• [WHAT TO DO]
Each record must be reproduced exactly as it is shown.

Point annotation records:
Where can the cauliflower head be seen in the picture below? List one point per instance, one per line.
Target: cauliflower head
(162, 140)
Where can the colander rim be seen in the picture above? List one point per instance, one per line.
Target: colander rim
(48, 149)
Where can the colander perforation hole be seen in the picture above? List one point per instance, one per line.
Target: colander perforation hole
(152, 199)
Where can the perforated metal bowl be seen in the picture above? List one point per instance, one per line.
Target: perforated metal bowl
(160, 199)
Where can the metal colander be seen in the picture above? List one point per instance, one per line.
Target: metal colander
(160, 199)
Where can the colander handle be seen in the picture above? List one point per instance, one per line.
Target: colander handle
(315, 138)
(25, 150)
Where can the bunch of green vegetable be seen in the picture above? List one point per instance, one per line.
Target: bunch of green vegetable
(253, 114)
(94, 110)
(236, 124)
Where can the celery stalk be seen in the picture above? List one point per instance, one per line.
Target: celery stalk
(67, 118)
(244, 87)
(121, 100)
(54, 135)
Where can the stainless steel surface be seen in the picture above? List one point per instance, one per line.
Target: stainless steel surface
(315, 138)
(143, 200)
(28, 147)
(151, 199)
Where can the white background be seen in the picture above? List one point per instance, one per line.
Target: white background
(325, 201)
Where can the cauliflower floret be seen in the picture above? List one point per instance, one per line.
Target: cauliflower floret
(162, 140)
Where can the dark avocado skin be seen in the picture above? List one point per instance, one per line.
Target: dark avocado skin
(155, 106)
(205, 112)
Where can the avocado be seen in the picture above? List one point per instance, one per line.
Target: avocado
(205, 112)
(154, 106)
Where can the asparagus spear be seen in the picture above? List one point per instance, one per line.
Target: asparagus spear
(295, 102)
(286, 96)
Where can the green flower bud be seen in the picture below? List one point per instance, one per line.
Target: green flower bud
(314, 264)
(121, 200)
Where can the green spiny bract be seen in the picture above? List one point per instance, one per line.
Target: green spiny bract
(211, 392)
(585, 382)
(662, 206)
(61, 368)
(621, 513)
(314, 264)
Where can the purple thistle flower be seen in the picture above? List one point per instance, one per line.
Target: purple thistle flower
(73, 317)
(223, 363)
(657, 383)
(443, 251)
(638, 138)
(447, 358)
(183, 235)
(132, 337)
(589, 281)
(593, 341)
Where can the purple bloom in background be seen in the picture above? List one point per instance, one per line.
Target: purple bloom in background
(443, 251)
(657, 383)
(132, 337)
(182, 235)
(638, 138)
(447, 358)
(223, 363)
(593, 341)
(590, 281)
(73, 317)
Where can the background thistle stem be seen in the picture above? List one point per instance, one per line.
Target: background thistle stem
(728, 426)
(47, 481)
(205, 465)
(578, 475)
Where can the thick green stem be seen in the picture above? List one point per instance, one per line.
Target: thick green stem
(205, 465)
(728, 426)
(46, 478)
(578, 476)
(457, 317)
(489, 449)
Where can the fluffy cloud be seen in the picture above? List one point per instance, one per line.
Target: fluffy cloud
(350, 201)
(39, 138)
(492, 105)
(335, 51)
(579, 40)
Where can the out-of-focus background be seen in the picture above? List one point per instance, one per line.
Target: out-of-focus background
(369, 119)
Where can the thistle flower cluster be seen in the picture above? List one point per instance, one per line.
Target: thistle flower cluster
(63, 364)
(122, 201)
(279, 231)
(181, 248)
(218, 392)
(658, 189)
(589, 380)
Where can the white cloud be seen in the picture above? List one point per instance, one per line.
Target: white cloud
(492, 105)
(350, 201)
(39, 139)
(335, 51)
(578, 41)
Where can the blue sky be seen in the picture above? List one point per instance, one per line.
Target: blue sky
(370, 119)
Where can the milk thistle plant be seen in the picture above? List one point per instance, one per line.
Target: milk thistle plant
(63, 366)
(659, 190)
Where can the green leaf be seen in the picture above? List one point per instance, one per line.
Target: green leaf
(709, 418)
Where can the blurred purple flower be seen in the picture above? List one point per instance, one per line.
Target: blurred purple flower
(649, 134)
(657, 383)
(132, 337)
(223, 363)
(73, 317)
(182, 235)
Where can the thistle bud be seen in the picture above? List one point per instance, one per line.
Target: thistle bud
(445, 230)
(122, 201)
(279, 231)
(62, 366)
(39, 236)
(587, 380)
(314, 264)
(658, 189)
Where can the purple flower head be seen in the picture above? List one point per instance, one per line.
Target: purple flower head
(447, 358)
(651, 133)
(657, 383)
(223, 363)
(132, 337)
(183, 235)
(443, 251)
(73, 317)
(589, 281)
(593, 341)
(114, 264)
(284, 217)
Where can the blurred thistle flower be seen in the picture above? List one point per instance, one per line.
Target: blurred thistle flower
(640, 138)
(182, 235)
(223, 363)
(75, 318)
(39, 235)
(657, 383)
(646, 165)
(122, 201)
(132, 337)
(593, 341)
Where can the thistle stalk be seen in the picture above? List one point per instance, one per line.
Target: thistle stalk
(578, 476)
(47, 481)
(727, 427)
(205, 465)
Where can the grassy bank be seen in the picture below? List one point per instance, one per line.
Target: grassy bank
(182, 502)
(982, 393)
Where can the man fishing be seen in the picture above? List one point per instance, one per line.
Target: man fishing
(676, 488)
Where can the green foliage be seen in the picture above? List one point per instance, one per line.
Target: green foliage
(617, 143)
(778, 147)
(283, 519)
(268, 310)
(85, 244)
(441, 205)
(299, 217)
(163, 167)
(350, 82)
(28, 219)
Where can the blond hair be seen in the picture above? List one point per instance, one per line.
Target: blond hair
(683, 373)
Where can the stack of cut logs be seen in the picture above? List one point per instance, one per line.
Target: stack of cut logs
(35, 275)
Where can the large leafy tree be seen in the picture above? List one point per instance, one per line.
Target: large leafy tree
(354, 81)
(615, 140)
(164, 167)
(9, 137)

• [FINISHED TASK]
Where can the cauliflower head be seen in the picture below? List one point per instance, one per line.
Target: cauliflower head
(162, 140)
Where can the colander rim be seen in the picture above? List one point per instance, one per line.
Target: colander rim
(48, 149)
Where can the colander perforation hole be seen in the picture above? List one point per instance, one per line.
Target: colander perforation hole
(152, 199)
Where can the perforated metal bowl be seen in the picture above? List one point per instance, one per line.
Target: perforated metal bowl
(160, 199)
Where can the metal colander be seen in the picture above? List one point per instance, one per line.
Target: metal colander
(160, 199)
Where can the colander handle be seen in the picture above? List one point per instance, one per line.
Target: colander handle
(315, 138)
(25, 150)
Where can the bunch of green vegetable be seen in the picture above? List one point per instance, one per line.
Target: bunch of green vegetable
(253, 114)
(94, 110)
(236, 124)
Where can the celery stalk be seen in the picture above? List one point per instance, one per line.
Target: celery stalk
(67, 118)
(244, 87)
(121, 100)
(54, 135)
Where can the stainless steel surface be seen in the picture above? List one point per instance, one per line.
Target: stainless steel surface
(315, 138)
(143, 200)
(28, 147)
(151, 199)
Where can the white background be seen in the picture above? List one point per instance, one per line.
Target: white background
(325, 201)
Where can the cauliflower floret be seen in the picture above? List one point per instance, one per line.
Target: cauliflower floret
(162, 140)
Where can the dark avocado skin be seen in the picture above? List one point per instance, one per line.
Target: dark avocado skin
(155, 106)
(205, 112)
Where can the avocado be seen in the picture above? List one point per instance, one per line.
Target: avocado
(205, 112)
(154, 106)
Where can the asparagus spear be seen in the picture above? List one point per instance, one per line.
Target: asparagus spear
(295, 102)
(286, 96)
Where can the green flower bud be seen in the picture below? List one point per instance, one per line.
Target: green flower bud
(314, 264)
(121, 200)
Where can the green spiny bract be seen in the picture above? List one point per instance, one per line.
Target: green spiny bract
(211, 392)
(585, 382)
(662, 206)
(61, 368)
(621, 513)
(314, 264)
Where can the purple thistle flower be seen in the picture above? List one point per instance, one per line.
Target: purple thistle flower
(73, 317)
(223, 363)
(657, 383)
(443, 251)
(638, 138)
(447, 358)
(183, 235)
(132, 337)
(589, 281)
(593, 341)
Where can the purple bloom in background be seen in the picture above? List one point per instance, one per line.
Target: purple bloom in background
(443, 251)
(657, 383)
(132, 337)
(182, 235)
(638, 138)
(447, 358)
(223, 363)
(593, 341)
(590, 281)
(73, 317)
Where can the background thistle stem be seen in the picture above? List one point per instance, one per line.
Target: background thistle stem
(728, 426)
(47, 481)
(205, 465)
(578, 475)
Where can the thick green stem be seen in the picture above? List one point per instance, one per line.
Target: thick green stem
(205, 465)
(728, 426)
(46, 478)
(578, 476)
(457, 317)
(489, 449)
Where can the fluffy cloud be seen in the picture above? List one point per instance, one per line.
Target: fluffy cloud
(350, 201)
(39, 138)
(492, 105)
(335, 51)
(579, 40)
Where can the out-of-focus background be seen in the picture above? List one point per instance, one per line.
Target: out-of-focus background
(369, 119)
Where can the thistle flower cluster be seen in the picture above? List one point per instance, one per line.
Target: thistle flower cluster
(63, 364)
(122, 201)
(279, 231)
(181, 248)
(218, 392)
(658, 189)
(589, 380)
Where can the white cloud be seen in the picture above? List one point per instance, one per line.
Target: white cloud
(492, 105)
(350, 201)
(39, 139)
(335, 51)
(578, 41)
Where can the blue sky be seen in the picture above? List one point per instance, one per line.
Target: blue sky
(370, 119)
Where can the milk thistle plant be seen in the picture above? List one point per instance, one per line.
Target: milk thistle plant
(63, 366)
(659, 190)
Where can the green leaf be seen in the picture above? List one point per instance, one per line.
Target: green leaf
(709, 418)
Where can the blurred purple flower be seen in the picture above? List one point per instance, one per line.
Target: blurred purple flower
(649, 134)
(657, 383)
(132, 337)
(223, 363)
(73, 317)
(182, 235)
Where can the thistle bud be seen in the picture above? List one point per instance, one per line.
Target: thistle bud
(445, 230)
(122, 201)
(279, 231)
(62, 366)
(39, 236)
(587, 380)
(314, 264)
(658, 189)
Where can the purple flower head be seen in the picture above? List one point per instance, one per line.
Target: purple flower head
(447, 358)
(651, 133)
(657, 383)
(223, 363)
(132, 337)
(183, 235)
(443, 251)
(73, 317)
(589, 281)
(593, 341)
(114, 264)
(284, 217)
Where can the blurred thistle flower be seen in the picture above? List one point per instance, one per line.
Target: blurred thistle flower
(640, 138)
(182, 235)
(223, 363)
(75, 318)
(39, 235)
(657, 383)
(646, 165)
(122, 201)
(132, 337)
(593, 341)
Where can the thistle stalk be seen in the picture above? List one point per instance, one per line.
Target: thistle stalk
(578, 476)
(47, 481)
(727, 427)
(205, 465)
Where can the grassy bank be seen in the picture below? List one point per instance, one per line.
Target: grassy bank
(182, 502)
(982, 393)
Where can the man fishing be seen in the picture above? List one point per instance, one per line.
Target: man fishing
(676, 488)
Where can the green foliage be seen in the picture above? List one point per instance, one per line.
Target: green foliage
(617, 143)
(778, 147)
(283, 519)
(268, 310)
(85, 244)
(441, 205)
(299, 217)
(163, 167)
(350, 82)
(28, 219)
Where can the blond hair be seen in the picture above? List one point per instance, one per line.
Target: blond hair
(683, 373)
Where can the stack of cut logs be seen in the picture above? List one point per instance, one per line.
Target: stack of cut logs
(35, 275)
Where can the large leafy tree be seen in the picture above? List one point per instance, one per line.
Target: large leafy tree
(354, 81)
(615, 140)
(164, 167)
(9, 137)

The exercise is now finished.